# Request 1
Return everything in the ephys_nlm excerpt from "from ephys_nlm import" down to "num_channels=4, K=20, seed=4)", copied word for word.
# Request 2
Report each line of the listing below that contains the word "door". Case counts.

# Text excerpt
________________________________________
Install from source (for developers)

After cloning this repository:

cd ephys_nlm
pip install -e .

# Then in subsequent updates:
git pull
pip install -e .

Example

The following is taken from a notebook in the examples/ directory. It generates a short synthetic recording and denoise it.

from ephys_nlm import ephys_nlm_v1, ephys_nlm_v1_opts

import spikeextractors as se
import spikewidgets as sw
import matplotlib.pyplot as plt

# Create a synthetic recording for purposes of demo
recording, sorting_true = se.example_datasets.toy_example(duration=30, num_channels=4, K=20, seed=4)

# Specify the denoising options
opts = ephys_nlm_v1_opts(
    multi_neighborhood=False, # False means all channels will be denoised in one neighborhood
    block_size_sec=30, # Size of block in seconds -- each block is denoised separately
    clip_size=30, # Size of a clip (aka snippet) in timepoints
    sigma='auto', # Auto compute the noise level
    sigma_scale_factor=1, # Scale factor for auto-computed noise level
    whitening='auto', # Auto compute the whitening matrix
    whitening_pctvar=90, # Percent of variance to retain - controls number of SVD components to keep
    denom_threshold=30 # Higher values lead to a slower but more accurate calculation.
________________________________________
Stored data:
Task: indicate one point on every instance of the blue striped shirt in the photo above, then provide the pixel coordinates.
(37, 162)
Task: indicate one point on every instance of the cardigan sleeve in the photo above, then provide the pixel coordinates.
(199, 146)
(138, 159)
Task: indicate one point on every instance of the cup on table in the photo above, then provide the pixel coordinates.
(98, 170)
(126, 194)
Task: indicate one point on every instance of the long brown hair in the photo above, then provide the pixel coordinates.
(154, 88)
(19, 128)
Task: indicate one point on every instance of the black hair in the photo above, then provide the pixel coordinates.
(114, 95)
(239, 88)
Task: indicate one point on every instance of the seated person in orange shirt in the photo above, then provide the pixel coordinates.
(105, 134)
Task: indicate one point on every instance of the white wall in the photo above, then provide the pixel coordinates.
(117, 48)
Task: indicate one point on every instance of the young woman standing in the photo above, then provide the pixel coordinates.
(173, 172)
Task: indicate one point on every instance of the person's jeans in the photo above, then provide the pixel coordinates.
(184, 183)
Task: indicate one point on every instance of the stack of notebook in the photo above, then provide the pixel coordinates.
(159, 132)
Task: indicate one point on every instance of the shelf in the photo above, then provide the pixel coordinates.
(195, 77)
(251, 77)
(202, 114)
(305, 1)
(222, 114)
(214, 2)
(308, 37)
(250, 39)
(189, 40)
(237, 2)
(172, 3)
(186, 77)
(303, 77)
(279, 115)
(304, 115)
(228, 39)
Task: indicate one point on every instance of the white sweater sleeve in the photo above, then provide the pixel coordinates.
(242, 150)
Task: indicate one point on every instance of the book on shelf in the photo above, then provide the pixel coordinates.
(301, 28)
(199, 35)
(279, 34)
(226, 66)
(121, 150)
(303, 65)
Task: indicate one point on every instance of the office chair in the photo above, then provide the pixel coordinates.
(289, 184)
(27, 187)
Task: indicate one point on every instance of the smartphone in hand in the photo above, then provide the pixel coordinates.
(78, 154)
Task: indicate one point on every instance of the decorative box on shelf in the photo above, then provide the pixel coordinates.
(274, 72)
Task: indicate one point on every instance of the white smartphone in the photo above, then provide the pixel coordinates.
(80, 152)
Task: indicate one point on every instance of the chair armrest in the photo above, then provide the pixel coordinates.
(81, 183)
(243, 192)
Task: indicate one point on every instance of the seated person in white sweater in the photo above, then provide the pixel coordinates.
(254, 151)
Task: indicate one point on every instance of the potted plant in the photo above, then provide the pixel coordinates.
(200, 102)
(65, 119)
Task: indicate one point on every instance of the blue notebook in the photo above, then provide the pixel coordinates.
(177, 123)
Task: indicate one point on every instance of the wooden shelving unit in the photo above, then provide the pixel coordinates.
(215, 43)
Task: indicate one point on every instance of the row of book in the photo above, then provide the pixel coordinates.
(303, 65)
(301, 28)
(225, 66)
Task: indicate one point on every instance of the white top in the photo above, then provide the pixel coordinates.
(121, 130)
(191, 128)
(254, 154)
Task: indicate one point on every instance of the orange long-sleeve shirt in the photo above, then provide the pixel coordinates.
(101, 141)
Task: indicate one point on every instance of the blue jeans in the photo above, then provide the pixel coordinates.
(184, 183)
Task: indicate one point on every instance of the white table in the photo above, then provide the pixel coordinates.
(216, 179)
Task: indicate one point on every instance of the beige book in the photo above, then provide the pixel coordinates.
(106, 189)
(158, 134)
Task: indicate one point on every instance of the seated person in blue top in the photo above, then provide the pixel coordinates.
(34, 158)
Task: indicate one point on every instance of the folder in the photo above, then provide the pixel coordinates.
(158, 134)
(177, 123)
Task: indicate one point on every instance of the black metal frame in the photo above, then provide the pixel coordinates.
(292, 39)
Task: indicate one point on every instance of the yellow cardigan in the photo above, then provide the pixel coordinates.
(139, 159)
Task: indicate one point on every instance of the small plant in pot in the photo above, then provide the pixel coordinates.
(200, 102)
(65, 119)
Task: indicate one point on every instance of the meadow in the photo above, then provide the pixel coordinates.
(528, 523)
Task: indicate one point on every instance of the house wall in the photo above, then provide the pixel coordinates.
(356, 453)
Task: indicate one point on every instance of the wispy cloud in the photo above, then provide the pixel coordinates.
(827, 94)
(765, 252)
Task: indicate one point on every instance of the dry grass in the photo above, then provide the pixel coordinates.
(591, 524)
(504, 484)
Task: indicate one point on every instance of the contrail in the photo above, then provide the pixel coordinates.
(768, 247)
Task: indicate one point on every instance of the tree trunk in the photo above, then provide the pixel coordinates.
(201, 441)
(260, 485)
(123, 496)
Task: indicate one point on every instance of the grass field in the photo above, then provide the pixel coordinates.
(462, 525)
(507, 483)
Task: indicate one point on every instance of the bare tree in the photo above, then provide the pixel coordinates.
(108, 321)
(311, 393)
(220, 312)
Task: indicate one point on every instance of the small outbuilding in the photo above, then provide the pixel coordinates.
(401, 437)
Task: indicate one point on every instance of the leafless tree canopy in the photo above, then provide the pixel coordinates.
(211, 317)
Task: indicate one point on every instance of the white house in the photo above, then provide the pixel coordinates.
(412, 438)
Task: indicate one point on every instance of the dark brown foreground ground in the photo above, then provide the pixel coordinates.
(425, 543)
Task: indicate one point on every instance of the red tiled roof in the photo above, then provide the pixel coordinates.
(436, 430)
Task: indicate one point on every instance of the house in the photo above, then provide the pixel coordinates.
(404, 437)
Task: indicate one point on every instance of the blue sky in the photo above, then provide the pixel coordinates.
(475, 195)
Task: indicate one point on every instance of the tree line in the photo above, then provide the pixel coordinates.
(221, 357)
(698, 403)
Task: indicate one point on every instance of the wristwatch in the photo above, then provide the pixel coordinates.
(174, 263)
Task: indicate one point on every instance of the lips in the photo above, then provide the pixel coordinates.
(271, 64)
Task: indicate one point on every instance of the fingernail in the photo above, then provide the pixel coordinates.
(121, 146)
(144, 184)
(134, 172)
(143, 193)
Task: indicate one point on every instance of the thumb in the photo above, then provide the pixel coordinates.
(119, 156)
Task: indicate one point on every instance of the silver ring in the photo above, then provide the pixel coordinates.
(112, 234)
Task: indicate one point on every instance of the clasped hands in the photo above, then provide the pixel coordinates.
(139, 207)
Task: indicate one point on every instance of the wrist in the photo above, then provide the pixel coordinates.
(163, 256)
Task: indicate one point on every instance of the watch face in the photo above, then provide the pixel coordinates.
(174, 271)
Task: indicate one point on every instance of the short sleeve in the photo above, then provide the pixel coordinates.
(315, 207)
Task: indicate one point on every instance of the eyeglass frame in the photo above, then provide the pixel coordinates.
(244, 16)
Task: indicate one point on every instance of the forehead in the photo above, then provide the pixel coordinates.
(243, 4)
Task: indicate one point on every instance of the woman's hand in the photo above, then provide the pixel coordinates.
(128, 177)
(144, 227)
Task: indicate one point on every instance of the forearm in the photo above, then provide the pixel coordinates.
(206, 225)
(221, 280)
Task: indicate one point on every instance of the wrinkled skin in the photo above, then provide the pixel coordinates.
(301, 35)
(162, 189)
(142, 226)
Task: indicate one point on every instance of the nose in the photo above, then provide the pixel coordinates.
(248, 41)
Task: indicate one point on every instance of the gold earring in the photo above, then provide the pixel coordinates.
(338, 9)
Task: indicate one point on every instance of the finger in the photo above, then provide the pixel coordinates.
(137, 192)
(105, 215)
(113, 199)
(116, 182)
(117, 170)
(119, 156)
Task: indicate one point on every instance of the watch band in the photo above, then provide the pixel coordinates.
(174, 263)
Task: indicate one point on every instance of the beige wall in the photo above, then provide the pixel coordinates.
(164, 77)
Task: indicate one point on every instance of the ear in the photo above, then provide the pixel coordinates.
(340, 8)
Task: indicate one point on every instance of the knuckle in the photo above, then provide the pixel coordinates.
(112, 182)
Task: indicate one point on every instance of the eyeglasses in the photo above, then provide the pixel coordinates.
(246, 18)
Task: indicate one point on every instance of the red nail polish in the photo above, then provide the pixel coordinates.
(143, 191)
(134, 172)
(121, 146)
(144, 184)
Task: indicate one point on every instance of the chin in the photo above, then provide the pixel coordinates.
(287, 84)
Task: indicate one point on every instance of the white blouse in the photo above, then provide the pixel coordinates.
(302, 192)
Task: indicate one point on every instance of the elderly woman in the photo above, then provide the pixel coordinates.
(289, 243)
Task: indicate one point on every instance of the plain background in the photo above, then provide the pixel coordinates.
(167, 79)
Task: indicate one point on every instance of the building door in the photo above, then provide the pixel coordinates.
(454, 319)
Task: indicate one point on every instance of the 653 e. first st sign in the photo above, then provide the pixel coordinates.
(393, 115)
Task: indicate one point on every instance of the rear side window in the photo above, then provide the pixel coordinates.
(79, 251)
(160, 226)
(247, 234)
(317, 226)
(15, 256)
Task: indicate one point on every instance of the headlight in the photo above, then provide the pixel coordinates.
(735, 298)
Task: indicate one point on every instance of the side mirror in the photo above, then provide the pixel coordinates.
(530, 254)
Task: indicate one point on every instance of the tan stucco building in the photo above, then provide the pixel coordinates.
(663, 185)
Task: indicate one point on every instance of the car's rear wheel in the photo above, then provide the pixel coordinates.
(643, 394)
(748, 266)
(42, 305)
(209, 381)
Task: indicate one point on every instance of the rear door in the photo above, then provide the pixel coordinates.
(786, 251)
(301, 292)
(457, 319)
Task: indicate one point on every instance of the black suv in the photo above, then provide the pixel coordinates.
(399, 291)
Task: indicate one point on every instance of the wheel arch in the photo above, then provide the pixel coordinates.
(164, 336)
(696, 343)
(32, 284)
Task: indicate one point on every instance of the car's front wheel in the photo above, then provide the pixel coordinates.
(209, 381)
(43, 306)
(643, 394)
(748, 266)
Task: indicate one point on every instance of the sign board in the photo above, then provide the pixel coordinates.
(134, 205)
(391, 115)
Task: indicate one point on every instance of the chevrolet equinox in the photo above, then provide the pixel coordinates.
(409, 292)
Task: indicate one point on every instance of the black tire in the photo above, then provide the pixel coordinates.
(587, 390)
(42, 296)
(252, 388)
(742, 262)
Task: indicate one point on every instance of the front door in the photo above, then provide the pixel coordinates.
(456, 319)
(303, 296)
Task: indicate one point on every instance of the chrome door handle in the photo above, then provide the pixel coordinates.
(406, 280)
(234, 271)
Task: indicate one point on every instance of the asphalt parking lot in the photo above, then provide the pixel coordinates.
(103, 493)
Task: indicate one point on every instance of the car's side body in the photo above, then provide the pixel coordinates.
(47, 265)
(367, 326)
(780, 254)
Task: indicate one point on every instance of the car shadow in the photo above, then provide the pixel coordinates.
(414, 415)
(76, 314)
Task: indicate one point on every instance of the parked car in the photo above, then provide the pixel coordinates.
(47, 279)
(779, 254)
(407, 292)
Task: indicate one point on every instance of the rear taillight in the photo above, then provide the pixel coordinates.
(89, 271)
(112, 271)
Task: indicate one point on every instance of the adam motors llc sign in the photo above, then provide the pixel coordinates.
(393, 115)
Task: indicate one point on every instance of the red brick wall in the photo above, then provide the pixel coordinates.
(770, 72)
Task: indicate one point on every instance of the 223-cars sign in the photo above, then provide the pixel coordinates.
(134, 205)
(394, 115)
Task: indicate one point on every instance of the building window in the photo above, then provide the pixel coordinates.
________________________________________
# Complete output 1
from ephys_nlm import ephys_nlm_v1, ephys_nlm_v1_opts

import spikeextractors as se
import spikewidgets as sw
import matplotlib.pyplot as plt

# Create a synthetic recording for purposes of demo
recording, sorting_true = se.example_datasets.toy_example(duration=30, num_channels=4, K=20, seed=4)

# Complete output 2
Task: indicate one point on every instance of the building door in the photo above, then provide the pixel coordinates.
Task: indicate one point on every instance of the rear door in the photo above, then provide the pixel coordinates.
Task: indicate one point on every instance of the front door in the photo above, then provide the pixel coordinates.
Task: indicate one point on every instance of the chrome door handle in the photo above, then provide the pixel coordinates.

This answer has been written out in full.